## Action item
Filter the data below, keeping only lines that contain "tree".

## Stored records
========================================================================

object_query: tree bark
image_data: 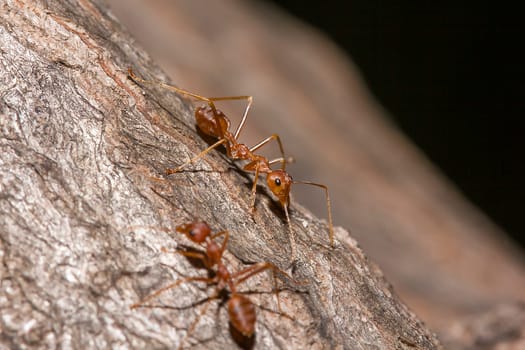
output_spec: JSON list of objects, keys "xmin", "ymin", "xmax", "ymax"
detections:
[{"xmin": 0, "ymin": 1, "xmax": 440, "ymax": 349}]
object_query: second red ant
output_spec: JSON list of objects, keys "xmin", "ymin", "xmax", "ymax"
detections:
[
  {"xmin": 128, "ymin": 69, "xmax": 335, "ymax": 259},
  {"xmin": 130, "ymin": 221, "xmax": 294, "ymax": 349}
]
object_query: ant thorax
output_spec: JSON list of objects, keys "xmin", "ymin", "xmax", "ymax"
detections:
[{"xmin": 230, "ymin": 143, "xmax": 251, "ymax": 160}]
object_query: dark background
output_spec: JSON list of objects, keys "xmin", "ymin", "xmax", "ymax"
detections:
[{"xmin": 269, "ymin": 1, "xmax": 525, "ymax": 248}]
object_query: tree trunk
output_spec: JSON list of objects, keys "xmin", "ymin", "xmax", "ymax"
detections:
[{"xmin": 0, "ymin": 1, "xmax": 441, "ymax": 349}]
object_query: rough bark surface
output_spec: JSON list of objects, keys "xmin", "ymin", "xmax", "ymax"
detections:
[{"xmin": 0, "ymin": 1, "xmax": 440, "ymax": 349}]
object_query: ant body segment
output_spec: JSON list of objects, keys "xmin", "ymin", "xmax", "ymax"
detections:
[
  {"xmin": 128, "ymin": 69, "xmax": 334, "ymax": 258},
  {"xmin": 130, "ymin": 221, "xmax": 291, "ymax": 348}
]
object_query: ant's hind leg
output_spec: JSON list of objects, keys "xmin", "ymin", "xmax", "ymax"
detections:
[
  {"xmin": 128, "ymin": 68, "xmax": 213, "ymax": 104},
  {"xmin": 207, "ymin": 95, "xmax": 253, "ymax": 141},
  {"xmin": 130, "ymin": 276, "xmax": 214, "ymax": 309},
  {"xmin": 176, "ymin": 290, "xmax": 221, "ymax": 350}
]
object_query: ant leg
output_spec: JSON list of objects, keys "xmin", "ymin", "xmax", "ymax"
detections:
[
  {"xmin": 283, "ymin": 205, "xmax": 297, "ymax": 262},
  {"xmin": 163, "ymin": 247, "xmax": 208, "ymax": 261},
  {"xmin": 161, "ymin": 247, "xmax": 216, "ymax": 270},
  {"xmin": 233, "ymin": 262, "xmax": 293, "ymax": 286},
  {"xmin": 176, "ymin": 289, "xmax": 221, "ymax": 350},
  {"xmin": 268, "ymin": 156, "xmax": 295, "ymax": 170},
  {"xmin": 165, "ymin": 138, "xmax": 228, "ymax": 174},
  {"xmin": 210, "ymin": 230, "xmax": 228, "ymax": 241},
  {"xmin": 130, "ymin": 276, "xmax": 215, "ymax": 309},
  {"xmin": 129, "ymin": 69, "xmax": 254, "ymax": 130},
  {"xmin": 128, "ymin": 166, "xmax": 177, "ymax": 196},
  {"xmin": 128, "ymin": 68, "xmax": 213, "ymax": 104},
  {"xmin": 210, "ymin": 230, "xmax": 229, "ymax": 255},
  {"xmin": 250, "ymin": 165, "xmax": 261, "ymax": 213},
  {"xmin": 205, "ymin": 96, "xmax": 253, "ymax": 141},
  {"xmin": 129, "ymin": 166, "xmax": 170, "ymax": 184},
  {"xmin": 126, "ymin": 225, "xmax": 171, "ymax": 235},
  {"xmin": 292, "ymin": 181, "xmax": 334, "ymax": 248},
  {"xmin": 249, "ymin": 134, "xmax": 288, "ymax": 170},
  {"xmin": 129, "ymin": 69, "xmax": 229, "ymax": 131},
  {"xmin": 166, "ymin": 95, "xmax": 252, "ymax": 174},
  {"xmin": 232, "ymin": 263, "xmax": 292, "ymax": 316}
]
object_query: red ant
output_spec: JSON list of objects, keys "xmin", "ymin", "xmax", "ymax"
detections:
[
  {"xmin": 130, "ymin": 221, "xmax": 292, "ymax": 349},
  {"xmin": 128, "ymin": 69, "xmax": 334, "ymax": 258}
]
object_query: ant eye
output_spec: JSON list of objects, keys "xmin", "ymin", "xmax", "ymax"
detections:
[
  {"xmin": 274, "ymin": 178, "xmax": 281, "ymax": 186},
  {"xmin": 189, "ymin": 230, "xmax": 196, "ymax": 237}
]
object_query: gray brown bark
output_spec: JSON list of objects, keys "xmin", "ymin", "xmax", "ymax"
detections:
[{"xmin": 0, "ymin": 1, "xmax": 442, "ymax": 349}]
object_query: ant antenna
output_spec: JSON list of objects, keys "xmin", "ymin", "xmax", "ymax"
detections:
[{"xmin": 292, "ymin": 180, "xmax": 333, "ymax": 247}]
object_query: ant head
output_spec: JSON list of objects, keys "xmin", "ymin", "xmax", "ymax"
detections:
[
  {"xmin": 176, "ymin": 221, "xmax": 211, "ymax": 243},
  {"xmin": 266, "ymin": 170, "xmax": 292, "ymax": 207}
]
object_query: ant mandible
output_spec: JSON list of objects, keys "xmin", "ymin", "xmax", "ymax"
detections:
[
  {"xmin": 128, "ymin": 69, "xmax": 334, "ymax": 258},
  {"xmin": 130, "ymin": 221, "xmax": 291, "ymax": 349}
]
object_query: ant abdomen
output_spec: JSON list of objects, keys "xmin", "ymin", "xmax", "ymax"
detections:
[
  {"xmin": 195, "ymin": 105, "xmax": 230, "ymax": 139},
  {"xmin": 228, "ymin": 294, "xmax": 257, "ymax": 337}
]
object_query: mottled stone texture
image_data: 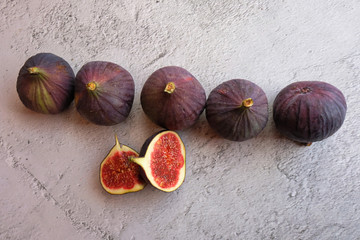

========================================================================

## Output below
object_query: tree bark
object_query: tree trunk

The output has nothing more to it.